Excerpt:
################
International forensics lab unlocks 28-year-old Yellowknife missing person case – North
The breakthrough made last week by police in the Northwest Territories in the 28-year-old case of a missing Inuit woman in Yellowknife, was made with the help of a forensics lab in Bosnia and Herzegovina.
Mary Rose Keadjuk of Kugluktuk, Nunavut was 24 years old, pregnant and living at the Gold Range Hotel in Yellowknife when she disappeared in June 1990. She wasn’t reported missing to police until September. A forensic DNA analysis recently determined that a bone fragment found in Yellowknife in 2003 belongs to Keadjuk.
Her son, Nathan, was four years-old when she went missing.
“It’s better now knowing than to keep wondering,” he told CBC on Facebook.
One bone fragment found
After she was reported missing, police said they searched her hotel room and discovered that she had left behind all of her personal belongings, including the eye glasses she needed to see. They also interviewed her friends and family but came up empty.
################
Source data:

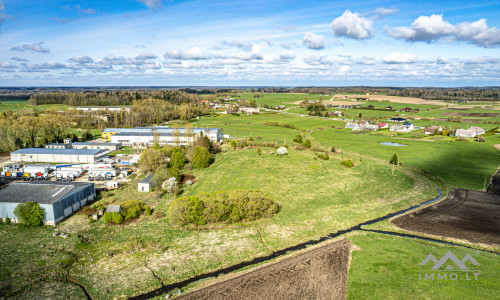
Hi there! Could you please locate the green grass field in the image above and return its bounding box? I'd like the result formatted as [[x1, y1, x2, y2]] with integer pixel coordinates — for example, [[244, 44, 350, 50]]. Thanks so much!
################
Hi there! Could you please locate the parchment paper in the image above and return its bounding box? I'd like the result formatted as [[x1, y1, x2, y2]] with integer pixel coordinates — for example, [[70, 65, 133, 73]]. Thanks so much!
################
Go on with the article about the Mary Rose Keadjuk case, picking up right after its last sentence. The data comes from a different source than the article.

Thirteen-years later — in 2003 — a bone fragment was found in the Con Mine area of Yellowknife. It was sent to a forensic anthropologist in Alberta who determined the bone was from a woman of small stature who was at least 20-years-old. Police searched the entire area and found more than 300 other bone fragments but none turned out to be human.
The fragment was sent to a University of Alberta lab for DNA analysis but technicians were unable to extract any DNA.
Over the next 13 years, as technology progressed, RCMP in Yellowknife sent that bone fragment back for testing two more times.
“Technology changes and technology has gotten better and better over the years,” Const. Jack Keefe of the RCMP’s major crimes unit told CBC.
“In conversation with the medical examiner here, it was determined that it would be worth sending again. And again there was no profile generated from the sample.”
International commission takes on analysis
In what Keefe calls a “last ditch effort,” RCMP applied to have the bone fragment tested at the International Commission on Missing Persons in Sarajevo, Bosnia and Herzegovina.
The commission was created in 1996 to help account for the approximately 40,000 people who were reported missing during the four-year conflict in the former Yugoslavia. RCMP said the commission has only accepted a handful of cases from Canada since its inception.
Keefe said he was shocked when he found out the commission had agreed to take on the case.
“They have an expertise that is unique and they’ve developed technology that allows them to develop DNA profiles from small samples,” Keefe said.
Analysts there were able to extract a partial DNA profile from the bone.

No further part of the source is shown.